*WHAT YOU WILL DO*: Write out the lines below word for word, starting with the line that contains "Final review — confirm that every mammatus" and going on through the last line of the records.

** START **

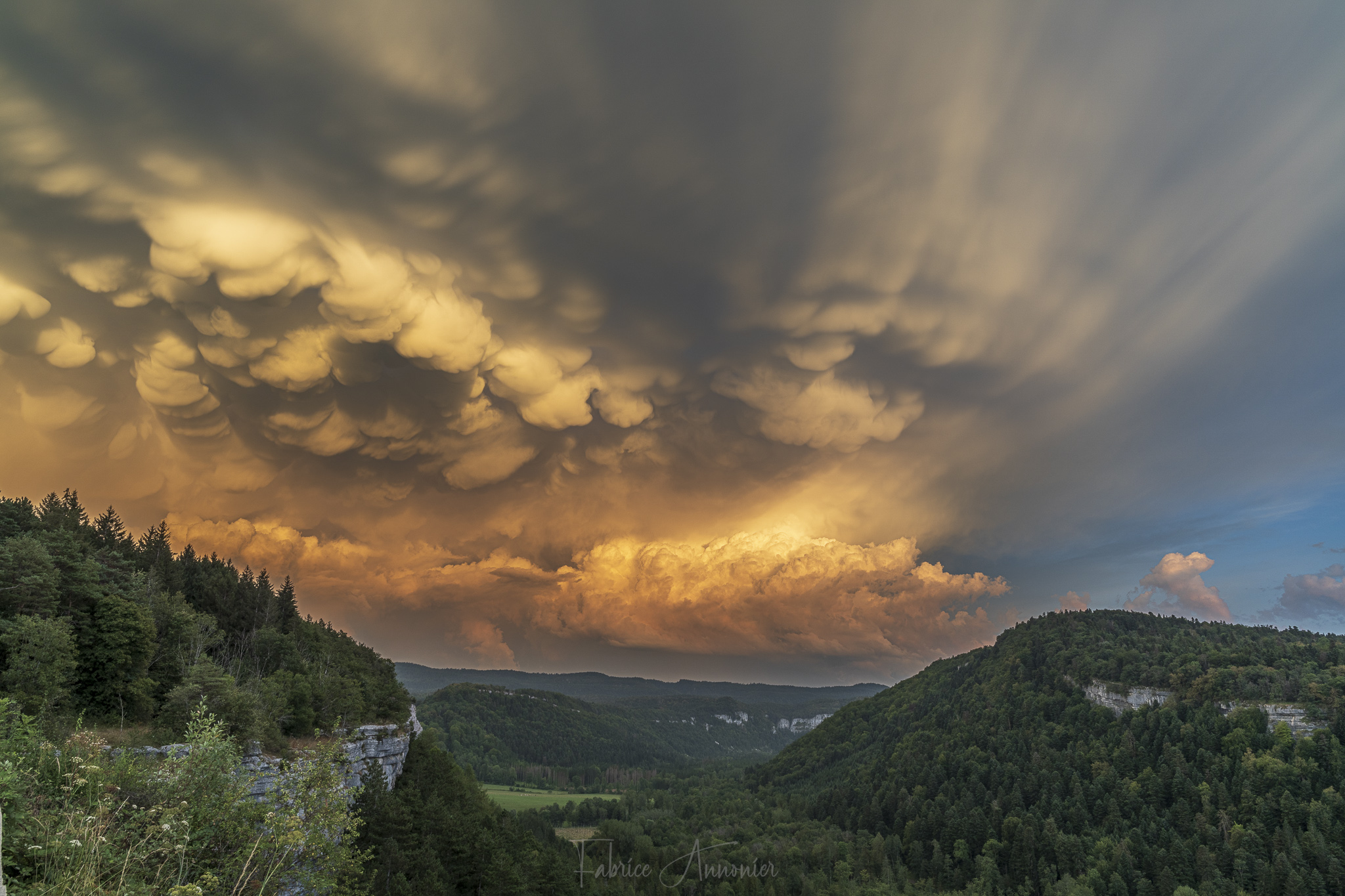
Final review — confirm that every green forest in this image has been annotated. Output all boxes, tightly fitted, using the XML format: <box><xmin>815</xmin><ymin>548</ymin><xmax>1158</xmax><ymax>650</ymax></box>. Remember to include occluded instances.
<box><xmin>406</xmin><ymin>611</ymin><xmax>1345</xmax><ymax>896</ymax></box>
<box><xmin>0</xmin><ymin>490</ymin><xmax>410</xmax><ymax>748</ymax></box>
<box><xmin>0</xmin><ymin>492</ymin><xmax>1345</xmax><ymax>896</ymax></box>
<box><xmin>418</xmin><ymin>684</ymin><xmax>839</xmax><ymax>787</ymax></box>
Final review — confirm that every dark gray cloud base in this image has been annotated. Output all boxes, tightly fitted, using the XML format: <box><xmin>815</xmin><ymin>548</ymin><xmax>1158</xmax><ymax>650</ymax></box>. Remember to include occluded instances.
<box><xmin>0</xmin><ymin>1</ymin><xmax>1345</xmax><ymax>674</ymax></box>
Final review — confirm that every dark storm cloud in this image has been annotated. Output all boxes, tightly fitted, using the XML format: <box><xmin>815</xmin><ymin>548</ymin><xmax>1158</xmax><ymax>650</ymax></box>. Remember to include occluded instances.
<box><xmin>0</xmin><ymin>0</ymin><xmax>1345</xmax><ymax>669</ymax></box>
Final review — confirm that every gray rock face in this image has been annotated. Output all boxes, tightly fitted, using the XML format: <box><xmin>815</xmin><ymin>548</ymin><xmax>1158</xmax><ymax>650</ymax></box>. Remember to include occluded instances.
<box><xmin>1070</xmin><ymin>681</ymin><xmax>1327</xmax><ymax>738</ymax></box>
<box><xmin>1218</xmin><ymin>702</ymin><xmax>1329</xmax><ymax>738</ymax></box>
<box><xmin>112</xmin><ymin>705</ymin><xmax>424</xmax><ymax>800</ymax></box>
<box><xmin>1084</xmin><ymin>681</ymin><xmax>1173</xmax><ymax>716</ymax></box>
<box><xmin>242</xmin><ymin>723</ymin><xmax>418</xmax><ymax>800</ymax></box>
<box><xmin>775</xmin><ymin>712</ymin><xmax>831</xmax><ymax>735</ymax></box>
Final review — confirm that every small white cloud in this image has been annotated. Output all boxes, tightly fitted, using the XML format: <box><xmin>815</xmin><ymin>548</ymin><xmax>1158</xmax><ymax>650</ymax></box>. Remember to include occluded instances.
<box><xmin>1124</xmin><ymin>551</ymin><xmax>1232</xmax><ymax>622</ymax></box>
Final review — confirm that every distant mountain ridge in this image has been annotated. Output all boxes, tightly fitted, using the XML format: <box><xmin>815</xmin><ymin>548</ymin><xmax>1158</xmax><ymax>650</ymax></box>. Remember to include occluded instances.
<box><xmin>397</xmin><ymin>662</ymin><xmax>888</xmax><ymax>706</ymax></box>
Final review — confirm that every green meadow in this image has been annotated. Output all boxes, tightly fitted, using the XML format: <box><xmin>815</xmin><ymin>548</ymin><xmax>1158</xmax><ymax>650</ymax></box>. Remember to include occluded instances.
<box><xmin>483</xmin><ymin>784</ymin><xmax>620</xmax><ymax>809</ymax></box>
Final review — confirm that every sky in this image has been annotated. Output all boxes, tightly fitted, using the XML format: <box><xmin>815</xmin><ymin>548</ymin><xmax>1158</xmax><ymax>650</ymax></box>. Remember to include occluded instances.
<box><xmin>0</xmin><ymin>0</ymin><xmax>1345</xmax><ymax>684</ymax></box>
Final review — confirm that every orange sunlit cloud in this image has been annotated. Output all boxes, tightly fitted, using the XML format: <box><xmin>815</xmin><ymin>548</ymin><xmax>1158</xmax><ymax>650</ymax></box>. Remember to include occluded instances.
<box><xmin>0</xmin><ymin>0</ymin><xmax>1345</xmax><ymax>681</ymax></box>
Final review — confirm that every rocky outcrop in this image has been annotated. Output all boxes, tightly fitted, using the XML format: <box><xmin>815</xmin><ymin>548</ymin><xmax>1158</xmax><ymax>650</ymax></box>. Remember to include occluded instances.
<box><xmin>1218</xmin><ymin>702</ymin><xmax>1329</xmax><ymax>738</ymax></box>
<box><xmin>1070</xmin><ymin>680</ymin><xmax>1327</xmax><ymax>738</ymax></box>
<box><xmin>112</xmin><ymin>704</ymin><xmax>424</xmax><ymax>800</ymax></box>
<box><xmin>775</xmin><ymin>712</ymin><xmax>831</xmax><ymax>735</ymax></box>
<box><xmin>1084</xmin><ymin>681</ymin><xmax>1173</xmax><ymax>716</ymax></box>
<box><xmin>242</xmin><ymin>721</ymin><xmax>408</xmax><ymax>800</ymax></box>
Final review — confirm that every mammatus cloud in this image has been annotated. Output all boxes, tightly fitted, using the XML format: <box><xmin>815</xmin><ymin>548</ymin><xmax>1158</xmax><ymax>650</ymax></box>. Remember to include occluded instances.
<box><xmin>1124</xmin><ymin>551</ymin><xmax>1232</xmax><ymax>622</ymax></box>
<box><xmin>0</xmin><ymin>0</ymin><xmax>1345</xmax><ymax>679</ymax></box>
<box><xmin>173</xmin><ymin>519</ymin><xmax>1013</xmax><ymax>675</ymax></box>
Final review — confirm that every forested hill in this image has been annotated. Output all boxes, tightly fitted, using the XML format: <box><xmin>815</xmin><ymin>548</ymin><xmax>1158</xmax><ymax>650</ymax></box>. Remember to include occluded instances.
<box><xmin>417</xmin><ymin>684</ymin><xmax>824</xmax><ymax>783</ymax></box>
<box><xmin>749</xmin><ymin>611</ymin><xmax>1345</xmax><ymax>896</ymax></box>
<box><xmin>0</xmin><ymin>490</ymin><xmax>410</xmax><ymax>746</ymax></box>
<box><xmin>397</xmin><ymin>662</ymin><xmax>887</xmax><ymax>712</ymax></box>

** END **

*SOLUTION TO THIS EXERCISE*:
Final review — confirm that every mammatus cloud in this image has been annotated. Output all boxes, tightly fitted, using the XML format: <box><xmin>815</xmin><ymin>548</ymin><xmax>1158</xmax><ymax>650</ymax></box>. Remember to include occluded instances.
<box><xmin>1124</xmin><ymin>551</ymin><xmax>1232</xmax><ymax>622</ymax></box>
<box><xmin>0</xmin><ymin>0</ymin><xmax>1345</xmax><ymax>679</ymax></box>
<box><xmin>173</xmin><ymin>519</ymin><xmax>1013</xmax><ymax>675</ymax></box>
Final review — confirm that every forested hill in this image has been annotated. Output all boxes, tightly fitted, using the XML format: <box><xmin>815</xmin><ymin>548</ymin><xmax>1158</xmax><ymax>650</ymax></box>. Remember to include occluded instances.
<box><xmin>417</xmin><ymin>684</ymin><xmax>824</xmax><ymax>783</ymax></box>
<box><xmin>749</xmin><ymin>611</ymin><xmax>1345</xmax><ymax>896</ymax></box>
<box><xmin>0</xmin><ymin>490</ymin><xmax>410</xmax><ymax>746</ymax></box>
<box><xmin>397</xmin><ymin>662</ymin><xmax>887</xmax><ymax>712</ymax></box>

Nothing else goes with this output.